■ Task prompt
Filter the items below, copying out every line that contains the word "jacket".

begin

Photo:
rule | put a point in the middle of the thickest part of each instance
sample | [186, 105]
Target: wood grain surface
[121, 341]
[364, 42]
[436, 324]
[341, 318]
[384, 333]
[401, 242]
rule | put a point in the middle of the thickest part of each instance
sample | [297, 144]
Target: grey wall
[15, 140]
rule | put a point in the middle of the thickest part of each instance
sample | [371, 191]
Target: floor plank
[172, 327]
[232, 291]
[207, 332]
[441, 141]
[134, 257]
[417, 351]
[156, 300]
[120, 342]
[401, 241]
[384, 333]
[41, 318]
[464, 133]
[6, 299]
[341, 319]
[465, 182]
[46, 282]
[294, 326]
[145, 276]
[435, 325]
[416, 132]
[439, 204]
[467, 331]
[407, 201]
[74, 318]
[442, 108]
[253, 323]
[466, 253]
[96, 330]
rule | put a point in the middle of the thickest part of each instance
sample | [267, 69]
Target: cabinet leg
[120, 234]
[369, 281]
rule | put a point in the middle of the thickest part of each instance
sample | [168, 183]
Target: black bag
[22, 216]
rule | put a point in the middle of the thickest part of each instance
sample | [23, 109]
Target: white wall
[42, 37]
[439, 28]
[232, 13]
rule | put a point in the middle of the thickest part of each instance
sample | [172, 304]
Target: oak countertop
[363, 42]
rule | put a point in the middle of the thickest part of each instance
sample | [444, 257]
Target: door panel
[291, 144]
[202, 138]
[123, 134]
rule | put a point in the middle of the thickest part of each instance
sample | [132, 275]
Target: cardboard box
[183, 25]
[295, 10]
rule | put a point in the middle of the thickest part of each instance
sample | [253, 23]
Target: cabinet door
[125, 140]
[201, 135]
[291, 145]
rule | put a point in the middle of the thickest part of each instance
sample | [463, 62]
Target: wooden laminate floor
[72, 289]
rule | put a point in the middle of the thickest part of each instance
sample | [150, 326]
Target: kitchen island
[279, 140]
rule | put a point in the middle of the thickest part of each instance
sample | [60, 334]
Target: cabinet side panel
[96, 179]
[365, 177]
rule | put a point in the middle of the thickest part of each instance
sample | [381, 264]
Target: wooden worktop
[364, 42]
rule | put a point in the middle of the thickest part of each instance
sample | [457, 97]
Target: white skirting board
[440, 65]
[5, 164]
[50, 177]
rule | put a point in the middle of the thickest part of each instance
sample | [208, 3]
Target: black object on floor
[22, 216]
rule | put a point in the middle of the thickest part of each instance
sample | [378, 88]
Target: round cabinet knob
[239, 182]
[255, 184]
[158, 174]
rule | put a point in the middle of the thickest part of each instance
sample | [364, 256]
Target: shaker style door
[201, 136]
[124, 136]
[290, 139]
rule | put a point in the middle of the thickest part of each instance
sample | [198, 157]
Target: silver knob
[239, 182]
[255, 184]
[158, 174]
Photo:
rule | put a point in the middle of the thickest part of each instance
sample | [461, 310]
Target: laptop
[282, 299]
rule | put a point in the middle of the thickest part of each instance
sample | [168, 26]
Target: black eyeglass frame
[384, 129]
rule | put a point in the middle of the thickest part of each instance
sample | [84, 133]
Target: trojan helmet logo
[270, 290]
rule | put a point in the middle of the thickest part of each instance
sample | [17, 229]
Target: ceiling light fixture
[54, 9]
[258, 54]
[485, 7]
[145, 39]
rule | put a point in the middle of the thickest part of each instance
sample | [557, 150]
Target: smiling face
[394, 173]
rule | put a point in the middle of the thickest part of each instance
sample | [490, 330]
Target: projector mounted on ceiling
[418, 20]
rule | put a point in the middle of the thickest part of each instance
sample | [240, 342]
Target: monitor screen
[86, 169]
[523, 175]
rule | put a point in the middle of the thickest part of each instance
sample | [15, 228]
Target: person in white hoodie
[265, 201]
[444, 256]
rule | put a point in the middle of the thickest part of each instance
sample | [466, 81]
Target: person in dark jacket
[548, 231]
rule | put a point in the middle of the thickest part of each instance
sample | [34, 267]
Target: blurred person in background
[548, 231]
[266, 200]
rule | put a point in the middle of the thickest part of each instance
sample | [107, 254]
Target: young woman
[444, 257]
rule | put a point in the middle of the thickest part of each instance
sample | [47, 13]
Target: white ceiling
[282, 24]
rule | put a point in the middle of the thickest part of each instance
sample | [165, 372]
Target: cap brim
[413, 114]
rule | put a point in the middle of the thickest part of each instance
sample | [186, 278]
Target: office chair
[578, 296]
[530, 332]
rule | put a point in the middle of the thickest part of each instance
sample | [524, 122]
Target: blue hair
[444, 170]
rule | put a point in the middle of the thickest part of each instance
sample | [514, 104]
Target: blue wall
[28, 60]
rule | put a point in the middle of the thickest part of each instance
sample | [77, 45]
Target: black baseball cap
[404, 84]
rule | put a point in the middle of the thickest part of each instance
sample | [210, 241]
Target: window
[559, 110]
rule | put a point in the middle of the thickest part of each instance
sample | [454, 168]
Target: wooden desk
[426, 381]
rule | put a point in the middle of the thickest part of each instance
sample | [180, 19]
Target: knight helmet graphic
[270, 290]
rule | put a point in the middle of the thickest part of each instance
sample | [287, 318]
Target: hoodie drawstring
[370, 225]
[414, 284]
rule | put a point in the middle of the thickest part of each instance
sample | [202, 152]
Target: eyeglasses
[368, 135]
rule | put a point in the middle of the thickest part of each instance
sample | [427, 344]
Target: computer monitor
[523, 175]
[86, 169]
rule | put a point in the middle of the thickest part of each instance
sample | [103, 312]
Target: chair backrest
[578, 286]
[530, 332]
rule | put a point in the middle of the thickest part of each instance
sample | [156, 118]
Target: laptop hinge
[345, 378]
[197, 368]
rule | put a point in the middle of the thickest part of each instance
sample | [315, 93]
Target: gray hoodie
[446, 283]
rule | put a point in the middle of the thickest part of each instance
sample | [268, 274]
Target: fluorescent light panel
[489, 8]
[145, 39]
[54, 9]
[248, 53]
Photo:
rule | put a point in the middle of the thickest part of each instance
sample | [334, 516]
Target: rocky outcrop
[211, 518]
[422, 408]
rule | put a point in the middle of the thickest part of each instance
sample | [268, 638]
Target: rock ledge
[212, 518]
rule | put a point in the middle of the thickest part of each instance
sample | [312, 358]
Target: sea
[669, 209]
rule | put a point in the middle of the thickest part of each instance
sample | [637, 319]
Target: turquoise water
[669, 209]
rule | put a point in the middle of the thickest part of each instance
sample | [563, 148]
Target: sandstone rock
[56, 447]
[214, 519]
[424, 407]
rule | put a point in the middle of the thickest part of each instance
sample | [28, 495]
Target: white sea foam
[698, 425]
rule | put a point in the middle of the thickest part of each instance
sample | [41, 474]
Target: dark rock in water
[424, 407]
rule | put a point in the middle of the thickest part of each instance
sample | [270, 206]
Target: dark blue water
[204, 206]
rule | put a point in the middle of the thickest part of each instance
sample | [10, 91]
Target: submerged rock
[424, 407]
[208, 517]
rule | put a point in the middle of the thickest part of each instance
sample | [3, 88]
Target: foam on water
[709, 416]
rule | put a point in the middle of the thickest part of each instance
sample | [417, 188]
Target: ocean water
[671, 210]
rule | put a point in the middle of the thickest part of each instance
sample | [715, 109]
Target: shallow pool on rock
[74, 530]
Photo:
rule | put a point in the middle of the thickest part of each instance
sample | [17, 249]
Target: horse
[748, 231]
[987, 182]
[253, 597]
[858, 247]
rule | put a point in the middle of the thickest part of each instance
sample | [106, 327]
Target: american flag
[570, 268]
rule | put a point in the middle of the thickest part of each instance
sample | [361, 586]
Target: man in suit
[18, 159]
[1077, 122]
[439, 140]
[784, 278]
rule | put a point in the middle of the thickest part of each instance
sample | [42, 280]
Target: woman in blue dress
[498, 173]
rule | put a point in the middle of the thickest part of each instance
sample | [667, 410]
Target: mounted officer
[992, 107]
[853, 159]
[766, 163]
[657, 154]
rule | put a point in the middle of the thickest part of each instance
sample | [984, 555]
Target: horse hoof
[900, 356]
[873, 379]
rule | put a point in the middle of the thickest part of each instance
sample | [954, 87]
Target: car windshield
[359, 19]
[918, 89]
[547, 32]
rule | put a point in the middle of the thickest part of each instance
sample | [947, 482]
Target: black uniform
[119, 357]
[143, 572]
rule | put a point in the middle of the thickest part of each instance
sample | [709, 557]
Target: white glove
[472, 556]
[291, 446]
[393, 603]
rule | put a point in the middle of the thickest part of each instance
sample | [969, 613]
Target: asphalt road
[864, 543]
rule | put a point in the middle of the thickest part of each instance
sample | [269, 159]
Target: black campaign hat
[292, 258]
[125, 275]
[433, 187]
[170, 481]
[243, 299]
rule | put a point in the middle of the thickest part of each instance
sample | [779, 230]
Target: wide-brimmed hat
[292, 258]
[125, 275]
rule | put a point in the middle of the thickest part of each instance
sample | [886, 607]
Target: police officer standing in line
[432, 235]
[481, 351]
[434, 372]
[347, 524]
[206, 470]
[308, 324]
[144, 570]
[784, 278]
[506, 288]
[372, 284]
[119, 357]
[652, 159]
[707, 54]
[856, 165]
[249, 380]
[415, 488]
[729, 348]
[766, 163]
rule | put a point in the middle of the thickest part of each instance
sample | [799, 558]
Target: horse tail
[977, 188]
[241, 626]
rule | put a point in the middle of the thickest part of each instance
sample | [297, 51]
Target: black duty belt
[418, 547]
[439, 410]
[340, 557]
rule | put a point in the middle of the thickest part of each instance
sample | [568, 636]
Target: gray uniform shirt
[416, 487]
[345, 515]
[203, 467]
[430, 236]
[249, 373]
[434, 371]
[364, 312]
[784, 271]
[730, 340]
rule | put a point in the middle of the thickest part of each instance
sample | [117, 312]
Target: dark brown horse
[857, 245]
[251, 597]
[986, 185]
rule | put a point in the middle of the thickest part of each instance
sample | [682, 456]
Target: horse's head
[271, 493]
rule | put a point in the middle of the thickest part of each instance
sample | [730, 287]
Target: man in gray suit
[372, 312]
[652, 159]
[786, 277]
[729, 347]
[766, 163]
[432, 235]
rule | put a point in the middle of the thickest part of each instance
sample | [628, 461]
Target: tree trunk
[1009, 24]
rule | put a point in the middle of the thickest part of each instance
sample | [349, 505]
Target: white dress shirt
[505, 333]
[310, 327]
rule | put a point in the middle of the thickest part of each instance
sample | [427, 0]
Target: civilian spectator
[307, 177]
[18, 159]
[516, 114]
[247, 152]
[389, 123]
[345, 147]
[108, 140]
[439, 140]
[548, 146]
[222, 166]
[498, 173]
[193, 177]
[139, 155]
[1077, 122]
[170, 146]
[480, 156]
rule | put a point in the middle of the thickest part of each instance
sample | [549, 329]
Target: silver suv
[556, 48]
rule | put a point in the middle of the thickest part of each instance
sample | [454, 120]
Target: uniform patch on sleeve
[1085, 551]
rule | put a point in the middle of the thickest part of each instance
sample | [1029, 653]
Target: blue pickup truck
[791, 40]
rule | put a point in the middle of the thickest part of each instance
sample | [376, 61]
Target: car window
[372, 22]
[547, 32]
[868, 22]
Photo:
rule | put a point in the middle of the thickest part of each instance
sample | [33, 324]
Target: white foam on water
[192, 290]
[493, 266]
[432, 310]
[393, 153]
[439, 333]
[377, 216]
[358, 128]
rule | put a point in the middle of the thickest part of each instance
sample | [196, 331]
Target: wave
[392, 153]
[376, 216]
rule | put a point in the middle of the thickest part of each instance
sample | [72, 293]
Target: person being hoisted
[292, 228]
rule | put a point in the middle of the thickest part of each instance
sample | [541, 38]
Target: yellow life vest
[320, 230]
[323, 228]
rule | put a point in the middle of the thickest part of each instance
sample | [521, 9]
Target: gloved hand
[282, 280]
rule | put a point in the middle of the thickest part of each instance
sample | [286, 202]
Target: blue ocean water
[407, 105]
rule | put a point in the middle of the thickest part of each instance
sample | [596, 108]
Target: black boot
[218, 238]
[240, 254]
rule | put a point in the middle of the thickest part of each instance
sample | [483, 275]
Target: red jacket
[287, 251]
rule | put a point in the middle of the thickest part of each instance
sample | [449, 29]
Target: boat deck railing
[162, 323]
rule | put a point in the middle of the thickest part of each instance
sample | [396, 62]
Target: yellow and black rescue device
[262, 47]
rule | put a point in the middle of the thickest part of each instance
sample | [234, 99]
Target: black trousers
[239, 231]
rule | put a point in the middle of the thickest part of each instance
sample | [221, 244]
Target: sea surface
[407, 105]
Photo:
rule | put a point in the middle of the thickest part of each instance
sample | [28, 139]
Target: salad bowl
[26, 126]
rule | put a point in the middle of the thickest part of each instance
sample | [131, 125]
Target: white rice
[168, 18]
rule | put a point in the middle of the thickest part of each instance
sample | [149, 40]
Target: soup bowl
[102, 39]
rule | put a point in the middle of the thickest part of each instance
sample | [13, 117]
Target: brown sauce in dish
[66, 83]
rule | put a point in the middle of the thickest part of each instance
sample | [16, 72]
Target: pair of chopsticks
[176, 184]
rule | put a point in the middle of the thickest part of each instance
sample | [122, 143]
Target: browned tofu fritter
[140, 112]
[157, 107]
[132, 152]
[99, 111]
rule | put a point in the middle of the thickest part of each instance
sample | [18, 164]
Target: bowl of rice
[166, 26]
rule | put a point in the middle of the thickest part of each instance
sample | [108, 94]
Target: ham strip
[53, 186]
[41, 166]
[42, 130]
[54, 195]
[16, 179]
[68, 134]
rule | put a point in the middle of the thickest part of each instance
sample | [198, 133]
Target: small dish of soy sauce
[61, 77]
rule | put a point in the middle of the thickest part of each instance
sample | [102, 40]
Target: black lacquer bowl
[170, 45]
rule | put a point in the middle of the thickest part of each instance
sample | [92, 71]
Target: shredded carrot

end

■ Output below
Target: person in dark jacket
Target: red jacket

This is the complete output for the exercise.